**** Passage ****

TRIPOLI (Reuters) - New evidence implicates Libyan militias in an apparent execution of dozens of detainees in rebel custody following the capture and death of Muammar Gaddafi last year, Human Rights Watch said.
In a report released on Wednesday detailing Gaddafi’s final hours on October 20, 2011, the rights group said it had gathered evidence that Misrata-based militias captured and disarmed members of the dictator’s convoy and subjected them to brutal beatings.
HRW said militias killed dozens of them in a nearby hotel in what it said constituted the largest documented execution of detainees by anti-Gaddafi forces during last year’s conflict.
Gaddafi and his son Mo‘tassim were captured in his hometown Sirte two months after rebels seized Tripoli. They died while in the custody of fighters loyal to the country’s new leadership, and their bodies were put on display in Misrata.
“The evidence suggests that opposition militias summarily executed at least 66 captured members of Gaddafi’s convoy in Sirte,” Peter Bouckaert, emergencies director at HRW, said in a statement.
“It also looks as if they took Mo‘tassim Gaddafi, who had been wounded, to Misrata and killed him there. Our findings call into question the assertion by Libyan authorities that Muammar Gaddafi was killed in crossfire, and not after his capture.”
Libyan officials were not immediately reachable for comment.
Under pressure from Western allies, Libya’s former rebel leaders promised to investigate how Gaddafi and his son were killed. But rights groups such as HRW say little has come since.
HRW said the report, “Death of a Dictator: Bloody Vengeance in Sirte”, had gathered evidence such as mobile phone footage filmed by rebels, interviews with rebel officers and surviving members of the Gaddafi convoy.

**** Data extract ****

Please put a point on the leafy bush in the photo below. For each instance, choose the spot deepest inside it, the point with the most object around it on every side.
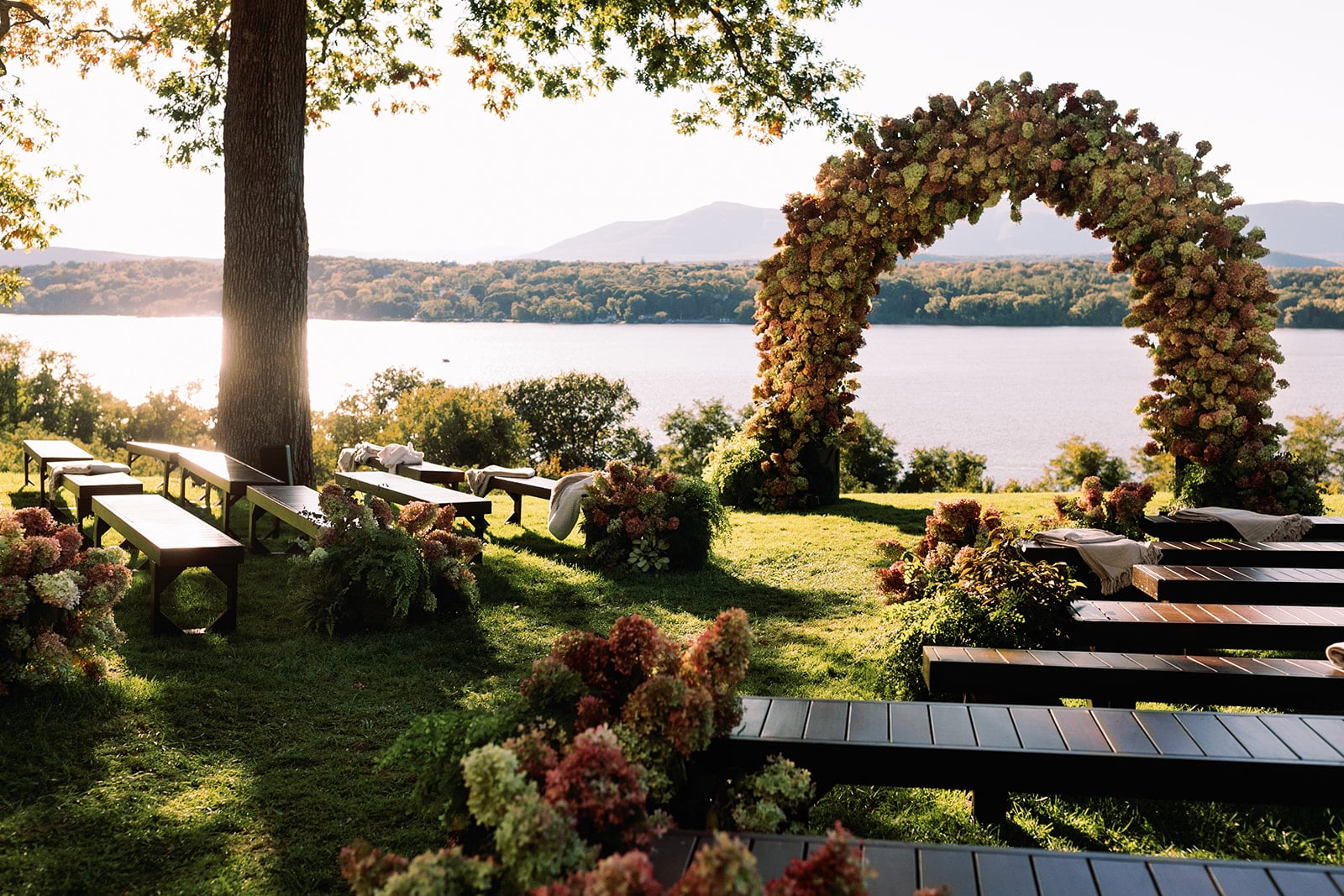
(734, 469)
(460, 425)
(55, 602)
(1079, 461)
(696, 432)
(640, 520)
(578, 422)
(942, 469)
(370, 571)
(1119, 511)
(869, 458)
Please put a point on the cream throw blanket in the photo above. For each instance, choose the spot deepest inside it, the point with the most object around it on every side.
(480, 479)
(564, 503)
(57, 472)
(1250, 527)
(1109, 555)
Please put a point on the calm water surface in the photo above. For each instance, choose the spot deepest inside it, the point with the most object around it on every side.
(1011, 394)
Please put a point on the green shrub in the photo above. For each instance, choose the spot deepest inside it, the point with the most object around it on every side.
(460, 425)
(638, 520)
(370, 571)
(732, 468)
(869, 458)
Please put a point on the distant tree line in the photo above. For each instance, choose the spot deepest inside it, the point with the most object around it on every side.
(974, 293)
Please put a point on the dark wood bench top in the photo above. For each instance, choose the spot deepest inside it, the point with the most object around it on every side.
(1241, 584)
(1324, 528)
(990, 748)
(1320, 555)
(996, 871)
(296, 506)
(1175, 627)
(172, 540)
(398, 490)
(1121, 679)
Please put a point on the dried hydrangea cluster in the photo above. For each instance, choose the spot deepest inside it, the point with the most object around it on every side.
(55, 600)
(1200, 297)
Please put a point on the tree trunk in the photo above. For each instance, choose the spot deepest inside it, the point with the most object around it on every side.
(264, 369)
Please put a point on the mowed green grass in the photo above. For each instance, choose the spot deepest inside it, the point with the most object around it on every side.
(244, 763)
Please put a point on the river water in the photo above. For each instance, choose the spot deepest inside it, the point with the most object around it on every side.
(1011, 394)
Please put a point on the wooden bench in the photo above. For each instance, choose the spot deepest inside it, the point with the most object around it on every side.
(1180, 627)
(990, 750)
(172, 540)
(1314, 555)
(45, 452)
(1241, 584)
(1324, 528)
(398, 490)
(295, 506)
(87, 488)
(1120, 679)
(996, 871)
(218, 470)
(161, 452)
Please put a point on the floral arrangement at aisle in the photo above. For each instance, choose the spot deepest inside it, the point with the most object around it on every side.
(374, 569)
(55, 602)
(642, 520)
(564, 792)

****

■ **Questions**:
**1)** In the Reuters article on Gaddafi's death, where were the bodies of Gaddafi and his son put on display?
**2)** Please write out part of the Reuters article on Gaddafi's death: begin at the words "TRIPOLI (Reuters) - New" and stop after "Rights Watch said.".
**3)** Continue the Reuters article on Gaddafi's death from its last sentence onward.

■ **Answers by item number**:
**1)** In Misrata.

**2)**
TRIPOLI (Reuters) - New evidence implicates Libyan militias in an apparent execution of dozens of detainees in rebel custody following the capture and death of Muammar Gaddafi last year, Human Rights Watch said.

**3)**
It said one clip filmed by rebel militias showed a large group of captured convoy members in detention being cursed at and abused. It used hospital morgue photos to establish that at least 17 of the detainees visible in the phone video were later killed at the nearby Mahari Hotel in Sirte.
It said a HRW team had visited the site where Gaddafi’s convoy of men engaged in a final battle with rebel forces on October 20 and found more than 100 bodies, most killed in combat.
Two days later, the team found the decomposing remains of at least 53 people at the hotel, some with their hands still bound behind their backs. Relatives of some additional dead had recovered their bodies prior to that.
“In case after case we investigated, the individuals had been videotaped alive by the opposition fighters who held them, and then found dead hours later,” Bouckaert said.
“Our strongest evidence for these executions comes from the footage filmed by the opposition forces, and the physical evidence at the Mahari Hotel, where the 66 bodies were found.”
One case HRW cited was of Ahmed Ali Yusuf al-Ghariyani, a 29-year-old navy recruit from Tawergha, a town Gaddafi forces used to shell Misrata during the war.
“In a phone video that is believed to show him in captivity after the battle, militia forces beat, kick and throw shoes at him, and taunt him about being from Tawergha,” HRW said.
“Al-Ghariyani’s body was later found at the Mahari hotel, and was photographed by hospital staff and buried as unidentified body number 86. He was later identified by family members from the photographs taken by the hospital staff.”
Mobile phone footage also shows Gaddafi and his son Mo‘tassim alive after their capture. Gaddafi, whose convoy was hit in an air strike before he was caught in a nearby drainage pipe, was seen being mocked, beaten and abused before he died in what officials said was crossfire.
HRW said footage showed him severely beaten by rebel forces and stabbed with a bayonet in his buttocks; filmed loaded into an ambulance half-naked, it said “he appears lifeless”.
It said Mo‘tassim was filmed being transported by members of a Misrata militia to their city ”where he was again filmed in a room, smoking cigarettes and drinking water while engaged in a hostile conversation with his capturers.
“By the evening, his dead body, with a new wound on his throat that was not visible in the prior video footage, was being publicly displayed in Misrata,” it said.
Libya’s new rulers have struggled to impose their authority on a myriad of armed groups who refuse to lay down weapons. Rights groups have accused militias of abusing human rights and cited them as the biggest threat to Libya’s democratic path.